### Record list
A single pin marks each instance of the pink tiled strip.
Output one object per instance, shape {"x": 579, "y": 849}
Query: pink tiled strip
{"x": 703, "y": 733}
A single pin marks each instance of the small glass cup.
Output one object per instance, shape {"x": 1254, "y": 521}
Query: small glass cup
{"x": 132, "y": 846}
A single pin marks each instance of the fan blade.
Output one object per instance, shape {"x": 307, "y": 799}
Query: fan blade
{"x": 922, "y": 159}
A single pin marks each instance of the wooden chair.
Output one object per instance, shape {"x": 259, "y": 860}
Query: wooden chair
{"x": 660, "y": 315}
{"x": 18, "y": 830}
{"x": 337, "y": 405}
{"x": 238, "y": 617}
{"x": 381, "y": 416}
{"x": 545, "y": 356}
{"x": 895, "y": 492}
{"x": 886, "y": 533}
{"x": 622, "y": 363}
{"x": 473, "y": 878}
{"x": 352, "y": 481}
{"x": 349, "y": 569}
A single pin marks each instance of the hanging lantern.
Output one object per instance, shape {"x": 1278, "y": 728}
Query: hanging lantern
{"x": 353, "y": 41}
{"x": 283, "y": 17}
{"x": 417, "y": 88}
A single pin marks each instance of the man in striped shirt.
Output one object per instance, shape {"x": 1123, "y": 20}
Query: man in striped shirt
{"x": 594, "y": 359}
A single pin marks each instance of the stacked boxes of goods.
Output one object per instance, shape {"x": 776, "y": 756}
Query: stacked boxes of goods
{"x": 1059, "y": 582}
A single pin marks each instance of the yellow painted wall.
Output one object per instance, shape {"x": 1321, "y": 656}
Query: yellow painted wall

### What you are asked to do
Render every line of the listing above as a Markdown table with two columns, Row for the row number and Text for the line, leaving out any blank lines.

### Answer to the problem
| Row | Text |
|---|---|
| 1 | A single pin marks each instance of the pink tiled strip. |
| 2 | Output one object per instance, shape {"x": 579, "y": 849} |
| 3 | Query: pink tiled strip |
| 4 | {"x": 703, "y": 733} |
| 5 | A single pin marks each instance of the small glass cup. |
| 6 | Output one object per instance, shape {"x": 1254, "y": 521} |
| 7 | Query: small glass cup |
| 8 | {"x": 132, "y": 846} |
| 9 | A single pin marks each instance of the fan blade. |
| 10 | Output one object per instance, shape {"x": 307, "y": 799} |
| 11 | Query: fan blade |
| 12 | {"x": 922, "y": 159} |
| 13 | A single pin marks each instance of the wooden chair. |
| 14 | Output one object per instance, shape {"x": 259, "y": 860} |
| 15 | Query: wooden chair |
| 16 | {"x": 660, "y": 315} |
| 17 | {"x": 18, "y": 830} |
| 18 | {"x": 337, "y": 405} |
| 19 | {"x": 238, "y": 617} |
| 20 | {"x": 381, "y": 416} |
| 21 | {"x": 545, "y": 356} |
| 22 | {"x": 895, "y": 492} |
| 23 | {"x": 886, "y": 533} |
| 24 | {"x": 622, "y": 363} |
| 25 | {"x": 473, "y": 878} |
| 26 | {"x": 352, "y": 481} |
| 27 | {"x": 349, "y": 569} |
| 28 | A single pin marks each instance of the hanging lantern. |
| 29 | Output one object per instance, shape {"x": 1278, "y": 728} |
| 30 | Query: hanging lantern |
| 31 | {"x": 353, "y": 41} |
| 32 | {"x": 283, "y": 17} |
| 33 | {"x": 417, "y": 88} |
| 34 | A single pin marks each instance of the man in striped shirt. |
| 35 | Output one object per instance, shape {"x": 1123, "y": 20} |
| 36 | Query: man in striped shirt |
| 37 | {"x": 594, "y": 359} |
| 38 | A single pin marks each instance of the stacked boxes of goods. |
| 39 | Output one object per instance, shape {"x": 776, "y": 756} |
| 40 | Query: stacked boxes of goods |
| 41 | {"x": 1059, "y": 582} |
| 42 | A single pin marks each instance of the yellow painted wall. |
| 43 | Output one object per instance, shape {"x": 1321, "y": 656} |
| 44 | Query: yellow painted wall |